— Prompt A —
In the essay on "My Old Kentucky Home," what title did the song carry in Stephen Foster's notebook?
— Prompt B —
Reproduce the passage of the essay on "My Old Kentucky Home" between "It has been" and "of their spirit.", inclusive.
>> begin Document text
THE BLINDERS ON: "MY OLD KENTUCKY HOME", THE COMPLEXITIES FROM WHENCE WE CAME

Tecumseh Brown

“Poor Uncle Tom, Good Night”

Later today, we will hear it as “My Old Kentucky Home”, the sentimental melody that starts one of the most famous horse races in the world. Everyone in earshot will become Kentuckian for a few moments, shedding a tear for nostalgia few could explain if asked.

It has been our state song since 1928, its origins are antebellum, when people of African descent, were considered sub-human often treated little better than livestock. The song’s composer, Stephen Foster, was a “Yankee”, born and living most of his life in Pittsburgh. He specialized in genres of parlor and minstrel songs. The latter was a popular genre, depicting African Americans as simple minded, often self-destructive creatures-- whose trivial lives provided raucous entertainment for the culture that had kidnapped them, disrupted their family systems, stole their labor and robbed them of their spirit.

In Foster’s notebook the piece began as “Poor Uncle Tom, Good Night”, its “voice” was that of an enslaved man that had been “sold off” to a plantation far from his Kentucky “home”. Today his sorrowful lyrics have morphed into an homage to Kentucky’s magical appeal at this time of year, evoking sentiment akin to “Auld Lang Syne”. To others, it provokes quite the opposite. When Japanese students visiting the Kentucky legislature in 1996 sang the original version, there was only one black state representative sitting in the chamber, Carl Hines. His response was to sponsor H.B Resolution 159, revising the lyrics to replace the term “darkies” with "people" at all official state functions featuring the song. (Yes, in 1996 "darkies" was still in the state song.)
>> end Document text
>> begin Data provided
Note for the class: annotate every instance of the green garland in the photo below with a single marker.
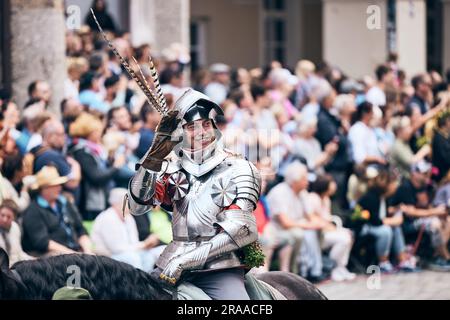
(252, 255)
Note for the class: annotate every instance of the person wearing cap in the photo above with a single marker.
(97, 171)
(217, 89)
(384, 223)
(401, 154)
(10, 234)
(115, 234)
(52, 225)
(413, 199)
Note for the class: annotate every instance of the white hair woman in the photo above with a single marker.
(308, 147)
(287, 209)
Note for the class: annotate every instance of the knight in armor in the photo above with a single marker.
>> end Data provided
— Full solution A —
"Poor Uncle Tom, Good Night"

— Full solution B —
It has been our state song since 1928, its origins are antebellum, when people of African descent, were considered sub-human often treated little better than livestock. The song’s composer, Stephen Foster, was a “Yankee”, born and living most of his life in Pittsburgh. He specialized in genres of parlor and minstrel songs. The latter was a popular genre, depicting African Americans as simple minded, often self-destructive creatures-- whose trivial lives provided raucous entertainment for the culture that had kidnapped them, disrupted their family systems, stole their labor and robbed them of their spirit.